━━ GIVEN DATA ━━

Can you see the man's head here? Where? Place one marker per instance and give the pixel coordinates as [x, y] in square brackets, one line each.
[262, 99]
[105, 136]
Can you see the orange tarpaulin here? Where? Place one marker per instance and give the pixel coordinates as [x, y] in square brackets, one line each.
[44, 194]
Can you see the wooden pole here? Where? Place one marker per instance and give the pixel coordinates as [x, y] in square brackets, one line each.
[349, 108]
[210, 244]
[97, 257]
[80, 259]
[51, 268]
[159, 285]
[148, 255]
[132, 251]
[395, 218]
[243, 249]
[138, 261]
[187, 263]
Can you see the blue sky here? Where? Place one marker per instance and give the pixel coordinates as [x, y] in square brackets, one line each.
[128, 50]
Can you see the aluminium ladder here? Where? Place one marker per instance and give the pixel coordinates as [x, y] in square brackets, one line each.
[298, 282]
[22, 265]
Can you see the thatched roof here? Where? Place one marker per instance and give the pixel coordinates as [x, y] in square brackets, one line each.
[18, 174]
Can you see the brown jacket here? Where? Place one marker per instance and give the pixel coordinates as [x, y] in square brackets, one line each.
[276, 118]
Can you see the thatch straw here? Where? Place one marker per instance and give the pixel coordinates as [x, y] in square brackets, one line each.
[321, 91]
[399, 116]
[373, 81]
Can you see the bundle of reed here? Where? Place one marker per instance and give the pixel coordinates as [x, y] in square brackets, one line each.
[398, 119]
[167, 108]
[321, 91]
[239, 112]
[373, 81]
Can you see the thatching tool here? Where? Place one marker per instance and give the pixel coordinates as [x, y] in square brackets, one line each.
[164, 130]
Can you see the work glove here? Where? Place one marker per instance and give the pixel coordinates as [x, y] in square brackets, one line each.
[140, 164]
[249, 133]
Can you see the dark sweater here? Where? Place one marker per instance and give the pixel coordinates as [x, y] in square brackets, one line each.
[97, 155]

━━━

[JOB] Print every item above verbatim, keeping each line as it appears.

[OUTPUT FOR THIS EXERCISE]
Can you see the man's head here? Where? Place one marker per instance and give the pixel coordinates as [x, y] in square brackets, one line each.
[262, 99]
[105, 136]
Can you see the orange tarpaulin here? Where? Place one marker per instance and give the pixel coordinates as [x, y] in square brackets, one line each.
[44, 194]
Can you see the wooden pole here? Where? Place one marker per instance and give the pixel coordinates as [x, y] in square brackets, one line each.
[349, 108]
[210, 244]
[97, 257]
[80, 259]
[51, 268]
[159, 285]
[148, 255]
[132, 251]
[395, 218]
[243, 249]
[138, 261]
[187, 263]
Can you see the blue sky here? Where? Place one marker per instance and give the pixel coordinates as [x, y] in square brackets, one line each.
[128, 50]
Can you see the aluminium ladder here? Where? Place one marker per instance and give the pixel coordinates as [x, y] in square brackets, one line each.
[298, 282]
[22, 265]
Can you see the thatched roof here? Where? Place one marker per instance and give the pixel coordinates as [x, y] in square brackets, one line each.
[18, 174]
Can you see the brown jacket here? Where? Place one marker per instance and give the pixel coordinates as [x, y] in square brackets, one line each.
[276, 118]
Can you see the thatch straw here? Where? Place one marker per instance and give the pixel coordinates as [x, y] in square brackets, one line each.
[321, 91]
[399, 116]
[373, 81]
Can you see the bundle of reed here? Where? Place one marker per instance and give the pixel coordinates as [x, y] in square brackets, one line each.
[398, 119]
[167, 108]
[321, 91]
[239, 112]
[373, 81]
Can you see the thatching tool here? Where? Place one marker per instance and give the pixel coordinates as [x, y] in square brackets, one line each.
[164, 130]
Can you see the work glove here? Where? Place one marker per instance and give the pixel coordinates as [x, y] in square brackets, one line each.
[140, 164]
[249, 133]
Can you see the dark sweater here? Where? Place one marker per instance and give the pixel coordinates as [x, y] in square brackets, one line each.
[97, 155]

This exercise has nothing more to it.